Work instruction: Print all the records below exactly as they stand, but leave out the pictures.

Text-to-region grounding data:

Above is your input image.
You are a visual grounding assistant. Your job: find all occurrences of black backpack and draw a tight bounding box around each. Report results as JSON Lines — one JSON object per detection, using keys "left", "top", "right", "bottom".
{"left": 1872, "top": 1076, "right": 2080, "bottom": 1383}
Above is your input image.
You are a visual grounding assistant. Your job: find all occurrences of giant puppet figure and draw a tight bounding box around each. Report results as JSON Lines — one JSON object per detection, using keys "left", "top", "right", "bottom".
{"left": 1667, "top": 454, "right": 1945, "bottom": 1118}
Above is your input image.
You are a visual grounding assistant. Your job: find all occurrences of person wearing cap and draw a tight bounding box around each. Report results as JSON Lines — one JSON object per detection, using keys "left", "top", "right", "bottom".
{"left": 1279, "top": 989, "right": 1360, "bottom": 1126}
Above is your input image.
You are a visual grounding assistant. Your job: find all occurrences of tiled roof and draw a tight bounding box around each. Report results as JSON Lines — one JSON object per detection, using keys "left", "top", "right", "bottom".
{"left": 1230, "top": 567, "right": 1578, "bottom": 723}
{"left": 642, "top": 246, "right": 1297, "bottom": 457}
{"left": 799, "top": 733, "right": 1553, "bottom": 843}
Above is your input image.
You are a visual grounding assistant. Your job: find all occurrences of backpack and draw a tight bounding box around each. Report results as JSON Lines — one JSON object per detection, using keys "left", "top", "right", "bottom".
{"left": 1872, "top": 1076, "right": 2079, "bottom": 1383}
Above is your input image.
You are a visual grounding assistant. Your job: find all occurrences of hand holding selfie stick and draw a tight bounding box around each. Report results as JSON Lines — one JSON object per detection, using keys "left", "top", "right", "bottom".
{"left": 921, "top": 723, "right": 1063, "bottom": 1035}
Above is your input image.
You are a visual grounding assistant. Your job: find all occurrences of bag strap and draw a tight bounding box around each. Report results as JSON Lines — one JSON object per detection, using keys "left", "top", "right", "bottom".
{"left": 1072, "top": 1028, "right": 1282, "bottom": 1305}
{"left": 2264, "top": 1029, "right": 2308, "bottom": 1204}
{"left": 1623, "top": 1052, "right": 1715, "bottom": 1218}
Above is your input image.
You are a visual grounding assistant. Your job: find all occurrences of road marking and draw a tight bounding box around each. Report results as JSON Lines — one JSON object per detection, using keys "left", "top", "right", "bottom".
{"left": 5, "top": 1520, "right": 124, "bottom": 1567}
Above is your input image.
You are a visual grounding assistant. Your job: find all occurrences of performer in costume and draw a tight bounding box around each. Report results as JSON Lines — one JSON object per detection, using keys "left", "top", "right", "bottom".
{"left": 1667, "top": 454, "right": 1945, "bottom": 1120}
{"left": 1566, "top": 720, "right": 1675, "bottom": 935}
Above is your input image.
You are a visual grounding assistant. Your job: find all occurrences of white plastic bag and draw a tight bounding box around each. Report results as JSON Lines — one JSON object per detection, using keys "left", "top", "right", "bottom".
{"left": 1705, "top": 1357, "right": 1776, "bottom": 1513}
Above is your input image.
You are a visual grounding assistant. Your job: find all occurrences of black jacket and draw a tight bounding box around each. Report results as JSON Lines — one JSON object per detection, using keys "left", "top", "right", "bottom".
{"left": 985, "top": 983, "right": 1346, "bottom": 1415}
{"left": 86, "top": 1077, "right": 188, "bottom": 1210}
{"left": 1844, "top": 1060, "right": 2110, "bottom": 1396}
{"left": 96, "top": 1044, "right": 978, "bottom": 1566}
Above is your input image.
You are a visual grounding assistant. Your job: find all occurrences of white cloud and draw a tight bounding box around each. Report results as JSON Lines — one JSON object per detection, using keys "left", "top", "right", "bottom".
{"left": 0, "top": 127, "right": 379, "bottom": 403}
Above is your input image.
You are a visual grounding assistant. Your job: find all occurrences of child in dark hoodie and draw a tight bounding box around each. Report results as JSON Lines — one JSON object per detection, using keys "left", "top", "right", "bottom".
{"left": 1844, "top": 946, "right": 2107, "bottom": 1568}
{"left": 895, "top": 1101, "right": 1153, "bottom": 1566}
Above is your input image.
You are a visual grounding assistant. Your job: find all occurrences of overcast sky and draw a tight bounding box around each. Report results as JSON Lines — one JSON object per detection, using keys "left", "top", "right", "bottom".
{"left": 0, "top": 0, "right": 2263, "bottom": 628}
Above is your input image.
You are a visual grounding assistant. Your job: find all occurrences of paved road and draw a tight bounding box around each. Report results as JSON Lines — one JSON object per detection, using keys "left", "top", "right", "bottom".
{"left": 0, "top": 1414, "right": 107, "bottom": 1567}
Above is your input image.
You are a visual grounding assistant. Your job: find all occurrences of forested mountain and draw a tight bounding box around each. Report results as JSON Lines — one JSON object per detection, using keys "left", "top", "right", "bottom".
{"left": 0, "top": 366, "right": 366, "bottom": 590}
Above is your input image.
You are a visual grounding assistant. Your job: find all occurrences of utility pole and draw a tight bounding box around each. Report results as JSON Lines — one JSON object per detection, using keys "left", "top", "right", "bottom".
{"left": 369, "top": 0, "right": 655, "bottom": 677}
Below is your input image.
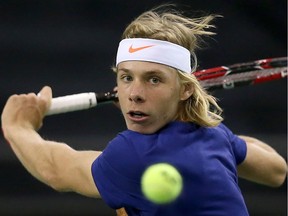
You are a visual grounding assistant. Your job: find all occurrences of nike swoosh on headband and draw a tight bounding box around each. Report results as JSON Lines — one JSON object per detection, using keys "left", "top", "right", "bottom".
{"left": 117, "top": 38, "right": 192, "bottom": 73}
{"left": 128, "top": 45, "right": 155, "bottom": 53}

Response to this exercise:
Above is your input image.
You are a visual grounding assistant. Your job: find all occurrences of black backpack and draw a tight bounding box around each. Report results as JSON Lines — one JSON object per detection, using keys "left", "top", "right", "bottom".
{"left": 1872, "top": 1076, "right": 2080, "bottom": 1383}
Above is your input image.
You are a visual grounding assistant. Your job: find all occurrences of giant puppet figure and draw a tight bounding box around each. Report results as JSON Lines — one JSON object per detection, using keys "left", "top", "right", "bottom".
{"left": 1667, "top": 454, "right": 1945, "bottom": 1118}
Above is your input image.
You are a visual grounding assistant. Your job: find all occurrences of person wearing cap and draw a tight bounding box around each. Report results as JSON Lines — one JSON object per detection, using keys "left", "top", "right", "bottom".
{"left": 1279, "top": 989, "right": 1360, "bottom": 1126}
Above is your input image.
You are a visual grounding assistant. Your job: find all occurrences of tiled roof and draw a tight bounding box around each. Report results as JSON Lines — one JSON object per detection, using keys "left", "top", "right", "bottom".
{"left": 1230, "top": 567, "right": 1578, "bottom": 723}
{"left": 642, "top": 246, "right": 1297, "bottom": 457}
{"left": 799, "top": 733, "right": 1553, "bottom": 843}
Above is your input image.
You are a visual grounding assistant. Your job: find all occurrences of backpack and draw a tight bounding box around each. Report results as JSON Lines — one JSON object per detection, using keys "left", "top", "right", "bottom".
{"left": 1872, "top": 1076, "right": 2079, "bottom": 1383}
Above is your input image.
You are a visual grounding assistant. Your job: find all occurrences of hand holding selfie stick and draw a tight bounding box around each. Report results as JSON Lines — one JSON object per detection, using keys "left", "top", "right", "bottom".
{"left": 921, "top": 723, "right": 1063, "bottom": 1035}
Above is your input image.
You are a visual grounding assistant. Your job: find all occurrences of bag strap and draw a tight bounding box around each. Report results as JSON Lines — one JSON object per detection, using keys "left", "top", "right", "bottom".
{"left": 1072, "top": 1028, "right": 1282, "bottom": 1305}
{"left": 2264, "top": 1029, "right": 2308, "bottom": 1204}
{"left": 1623, "top": 1052, "right": 1715, "bottom": 1218}
Above is your input image.
You are a visual grounding assistant. Your job: find all occurrences of road marking and draw a tight bounding box around each. Report results as JSON Lines — one JSON object per detection, using keys "left", "top", "right", "bottom".
{"left": 5, "top": 1520, "right": 124, "bottom": 1567}
Above is your input image.
You are a visual grounding assistant. Your job: find all occurrences of performer in costume and draw a tight bounding box around each. Report results as JSON Lines — one JSON object per detection, using keys "left", "top", "right", "bottom".
{"left": 1667, "top": 454, "right": 1945, "bottom": 1120}
{"left": 1566, "top": 720, "right": 1675, "bottom": 935}
Above is your input image.
You are a visual grounding assistant. Your job: find all occurrences of white plastic bag and draw a tight bounding box around each. Report results as JSON Lines — one JSON object per detection, using keys "left", "top", "right", "bottom".
{"left": 1705, "top": 1357, "right": 1776, "bottom": 1513}
Above is your input image.
You are a visual grounding assistant. Your job: find all occurrences of black jacket and draw a tight bounding box around each. Report results as JSON Lines — one JSON object per detection, using keys "left", "top", "right", "bottom".
{"left": 985, "top": 983, "right": 1346, "bottom": 1415}
{"left": 86, "top": 1077, "right": 188, "bottom": 1210}
{"left": 1844, "top": 1060, "right": 2110, "bottom": 1396}
{"left": 96, "top": 1044, "right": 978, "bottom": 1566}
Above is your input image.
You are a visual grounding assistant. Your job: find all occurrences of white cloud and draw a tight bounding box around each. Report results as JSON Lines — one JSON object per detection, using keys "left", "top", "right", "bottom".
{"left": 0, "top": 127, "right": 379, "bottom": 403}
Above is your input image.
You are a visual grounding assistant. Your job: find all occurrences of child in dark hoodie and draw a tight bounding box around each. Report results as JSON Lines — one JSON object per detection, using keys "left", "top", "right", "bottom".
{"left": 1844, "top": 946, "right": 2107, "bottom": 1568}
{"left": 895, "top": 1101, "right": 1153, "bottom": 1566}
Above is your input image.
You are a visual grounding assistant. Your job: find all occurrences of overcast sky and draw a tight bounding box around each. Report results as JSON Lines — one JSON object per detection, using keys "left", "top", "right", "bottom".
{"left": 0, "top": 0, "right": 2263, "bottom": 628}
Above is your input image.
You are a visual grounding assistant. Your job: find all occurrences of paved road and draw a tight bounding box around each. Report results as JSON Lines — one JSON object per detection, using keys "left", "top", "right", "bottom".
{"left": 0, "top": 1414, "right": 107, "bottom": 1567}
Above is your input image.
You are a visual grounding assistant. Your job: find all occurrences of forested mountain and draw a tight bounding box around each. Report results as JSON Lines — one JSON object per detection, using keys "left", "top", "right", "bottom".
{"left": 0, "top": 366, "right": 366, "bottom": 590}
Above is your input image.
You are a visual grounding assistant. Your job: find all occurrences of utility pole and draw a tight bounding box around each. Report results as JSON Lines — one JSON object per detection, using keys "left", "top", "right", "bottom".
{"left": 369, "top": 0, "right": 655, "bottom": 677}
Below is your input image.
You are a visual grounding assistant. Your job: find all occurrences of nike swoosh on headband and draw a tight bounding box around each. Report results as JSON Lines — one JSON object per detection, using keys "left", "top", "right", "bottom".
{"left": 117, "top": 38, "right": 192, "bottom": 73}
{"left": 128, "top": 45, "right": 155, "bottom": 53}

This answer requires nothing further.